Alright. I'ma try a few ghost shrimp later on.


----------



## Coral Keeper (Sep 14, 2007)

I ordered a book called How to Keep Jellyfish in Aquariums: An Introductory Guide for Maintaining Healthy Jellies (Paperback)
by Chad L. Widmer (Author)


----------



## ZooTycoonMaster (Jan 2, 2008)

Wow that is so cool!


----------



## CL (Mar 13, 2008)

Are you getting any condensation on the glass? You said that the tank was 65*, right?


----------



## suebe333 (Feb 17, 2009)

WOW , I am sooo jealous


----------



## Coral Keeper (Sep 14, 2007)

clwatkins10 said:


> Are you getting any condensation on the glass? You said that the tank was 65*, right?


Nope, none whats so ever. The tank is actually at 63F-64F no lower, no higher.


----------



## Superedwin (Jan 19, 2009)

Wowzer! That is simply amazing! Great job cant wait to see more pictures...


----------



## Coral Keeper (Sep 14, 2007)

The jellyfish just let go of the guppy. Not sure why. Maybe it didn't like the taste of the guppy? lol


----------



## ZooTycoonMaster (Jan 2, 2008)

Is the guppy still _alive_? lol


----------



## nate_mcnasty (Mar 11, 2008)

looked way to big for it to me. dont they eat brine shrimp sized food?


----------



## Coral Keeper (Sep 14, 2007)

:::::

» **Instruction A**:
Please write out the jellyfish thread between "Nope, none whats" and "see more pictures...", inclusive.
» **Instruction B**:
In the jellyfish thread, what temperature does Coral Keeper say the tank actually holds?

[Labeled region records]
:::::

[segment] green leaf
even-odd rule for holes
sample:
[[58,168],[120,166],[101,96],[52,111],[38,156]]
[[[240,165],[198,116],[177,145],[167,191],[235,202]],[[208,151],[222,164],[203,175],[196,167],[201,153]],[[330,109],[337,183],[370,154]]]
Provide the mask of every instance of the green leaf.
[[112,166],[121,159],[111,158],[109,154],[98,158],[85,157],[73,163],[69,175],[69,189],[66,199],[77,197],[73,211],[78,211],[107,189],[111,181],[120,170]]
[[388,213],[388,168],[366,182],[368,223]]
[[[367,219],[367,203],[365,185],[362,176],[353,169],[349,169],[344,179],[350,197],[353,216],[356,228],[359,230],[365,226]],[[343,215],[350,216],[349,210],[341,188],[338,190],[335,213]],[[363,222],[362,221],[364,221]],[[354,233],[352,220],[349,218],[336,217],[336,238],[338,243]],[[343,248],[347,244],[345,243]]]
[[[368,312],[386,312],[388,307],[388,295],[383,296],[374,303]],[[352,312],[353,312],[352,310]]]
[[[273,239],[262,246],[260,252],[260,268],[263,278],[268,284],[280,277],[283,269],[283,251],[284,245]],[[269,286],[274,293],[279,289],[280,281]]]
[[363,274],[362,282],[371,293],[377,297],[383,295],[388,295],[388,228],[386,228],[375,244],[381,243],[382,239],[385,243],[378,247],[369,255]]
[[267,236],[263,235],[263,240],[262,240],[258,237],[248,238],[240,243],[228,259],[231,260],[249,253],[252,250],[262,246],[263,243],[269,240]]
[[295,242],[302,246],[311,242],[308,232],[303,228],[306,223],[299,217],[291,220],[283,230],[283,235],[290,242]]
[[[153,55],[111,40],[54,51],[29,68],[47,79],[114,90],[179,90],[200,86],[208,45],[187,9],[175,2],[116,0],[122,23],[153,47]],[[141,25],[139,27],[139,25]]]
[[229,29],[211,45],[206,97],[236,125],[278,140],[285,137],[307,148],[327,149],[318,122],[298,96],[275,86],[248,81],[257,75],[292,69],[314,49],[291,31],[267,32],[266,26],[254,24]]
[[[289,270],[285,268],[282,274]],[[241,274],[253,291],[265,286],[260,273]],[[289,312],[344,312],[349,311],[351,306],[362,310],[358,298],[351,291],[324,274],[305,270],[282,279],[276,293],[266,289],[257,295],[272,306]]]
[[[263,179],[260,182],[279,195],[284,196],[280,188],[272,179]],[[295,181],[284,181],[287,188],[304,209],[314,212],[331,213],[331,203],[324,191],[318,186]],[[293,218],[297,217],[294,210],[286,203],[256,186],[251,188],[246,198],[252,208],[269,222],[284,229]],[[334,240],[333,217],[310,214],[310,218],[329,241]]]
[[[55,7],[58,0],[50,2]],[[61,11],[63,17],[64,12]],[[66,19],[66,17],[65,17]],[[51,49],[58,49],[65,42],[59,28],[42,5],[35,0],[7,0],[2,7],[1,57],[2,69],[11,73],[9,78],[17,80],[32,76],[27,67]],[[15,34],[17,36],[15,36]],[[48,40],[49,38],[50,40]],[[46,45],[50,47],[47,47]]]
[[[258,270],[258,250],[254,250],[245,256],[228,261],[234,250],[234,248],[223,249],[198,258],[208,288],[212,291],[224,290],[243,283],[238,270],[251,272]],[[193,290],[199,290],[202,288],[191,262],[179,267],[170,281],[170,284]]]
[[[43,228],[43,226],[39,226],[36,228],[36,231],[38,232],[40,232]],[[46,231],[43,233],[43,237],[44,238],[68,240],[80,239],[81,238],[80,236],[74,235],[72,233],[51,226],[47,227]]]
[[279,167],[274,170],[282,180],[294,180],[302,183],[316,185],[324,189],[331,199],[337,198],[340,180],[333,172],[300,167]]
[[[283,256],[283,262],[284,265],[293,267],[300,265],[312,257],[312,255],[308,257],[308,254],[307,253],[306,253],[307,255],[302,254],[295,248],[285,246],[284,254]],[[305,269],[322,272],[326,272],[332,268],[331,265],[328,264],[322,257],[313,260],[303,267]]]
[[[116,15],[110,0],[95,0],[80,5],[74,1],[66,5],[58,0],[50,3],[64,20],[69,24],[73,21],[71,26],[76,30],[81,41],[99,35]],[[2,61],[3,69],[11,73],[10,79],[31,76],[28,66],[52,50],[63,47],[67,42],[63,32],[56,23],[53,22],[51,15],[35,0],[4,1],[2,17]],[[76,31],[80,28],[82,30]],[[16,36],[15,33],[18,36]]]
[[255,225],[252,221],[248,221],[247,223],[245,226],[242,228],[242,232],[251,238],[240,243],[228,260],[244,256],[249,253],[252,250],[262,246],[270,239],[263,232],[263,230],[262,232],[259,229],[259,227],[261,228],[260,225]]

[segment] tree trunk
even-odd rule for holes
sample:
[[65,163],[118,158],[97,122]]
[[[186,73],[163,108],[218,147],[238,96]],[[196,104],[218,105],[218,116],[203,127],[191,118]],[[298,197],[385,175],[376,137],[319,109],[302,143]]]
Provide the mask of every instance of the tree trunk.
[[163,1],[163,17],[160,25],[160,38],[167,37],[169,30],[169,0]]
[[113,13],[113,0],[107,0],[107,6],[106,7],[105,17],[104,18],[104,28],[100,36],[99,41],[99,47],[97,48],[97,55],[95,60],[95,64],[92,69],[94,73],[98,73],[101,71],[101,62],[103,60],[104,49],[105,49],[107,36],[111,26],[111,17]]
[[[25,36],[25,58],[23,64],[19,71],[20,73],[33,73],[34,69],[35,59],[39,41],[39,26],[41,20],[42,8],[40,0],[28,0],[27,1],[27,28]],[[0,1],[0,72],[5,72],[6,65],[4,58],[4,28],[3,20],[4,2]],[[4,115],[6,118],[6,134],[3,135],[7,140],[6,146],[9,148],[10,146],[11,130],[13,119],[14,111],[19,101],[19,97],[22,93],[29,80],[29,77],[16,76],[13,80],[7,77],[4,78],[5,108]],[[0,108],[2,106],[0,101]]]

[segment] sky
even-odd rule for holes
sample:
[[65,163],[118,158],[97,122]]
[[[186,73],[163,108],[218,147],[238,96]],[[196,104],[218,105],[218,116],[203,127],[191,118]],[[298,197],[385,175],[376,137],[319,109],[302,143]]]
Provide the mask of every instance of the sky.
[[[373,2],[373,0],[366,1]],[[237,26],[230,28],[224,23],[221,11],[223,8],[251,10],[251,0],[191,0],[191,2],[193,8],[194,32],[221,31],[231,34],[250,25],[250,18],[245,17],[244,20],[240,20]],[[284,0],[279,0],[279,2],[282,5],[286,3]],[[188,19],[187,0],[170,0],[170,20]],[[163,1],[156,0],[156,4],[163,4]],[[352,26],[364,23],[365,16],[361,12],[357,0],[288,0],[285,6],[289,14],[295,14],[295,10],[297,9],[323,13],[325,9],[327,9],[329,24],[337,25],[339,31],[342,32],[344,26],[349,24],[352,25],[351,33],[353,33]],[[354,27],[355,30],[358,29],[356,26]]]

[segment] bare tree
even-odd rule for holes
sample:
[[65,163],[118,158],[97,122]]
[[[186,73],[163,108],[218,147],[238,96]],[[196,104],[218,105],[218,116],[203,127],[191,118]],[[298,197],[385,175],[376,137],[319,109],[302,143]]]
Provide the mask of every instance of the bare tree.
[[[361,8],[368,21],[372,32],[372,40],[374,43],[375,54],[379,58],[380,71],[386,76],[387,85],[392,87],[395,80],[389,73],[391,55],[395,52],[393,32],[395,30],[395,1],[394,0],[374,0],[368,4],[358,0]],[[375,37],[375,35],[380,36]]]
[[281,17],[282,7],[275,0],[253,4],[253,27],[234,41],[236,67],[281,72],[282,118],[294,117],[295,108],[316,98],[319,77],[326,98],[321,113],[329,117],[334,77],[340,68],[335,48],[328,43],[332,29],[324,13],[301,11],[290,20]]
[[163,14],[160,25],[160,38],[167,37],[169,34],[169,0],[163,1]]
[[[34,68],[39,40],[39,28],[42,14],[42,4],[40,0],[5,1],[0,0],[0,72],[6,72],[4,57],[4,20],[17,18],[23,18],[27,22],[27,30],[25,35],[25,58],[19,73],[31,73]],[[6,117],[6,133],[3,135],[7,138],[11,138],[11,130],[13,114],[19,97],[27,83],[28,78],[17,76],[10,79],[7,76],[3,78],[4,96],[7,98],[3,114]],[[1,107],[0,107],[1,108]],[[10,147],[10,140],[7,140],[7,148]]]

:::::

» **Response A**:
Nope, none whats so ever. The tank is actually at 63F-64F no lower, no higher.


----------



## Superedwin (Jan 19, 2009)

Wowzer! That is simply amazing! Great job cant wait to see more pictures...

» **Response B**:
63F-64F, no lower and no higher.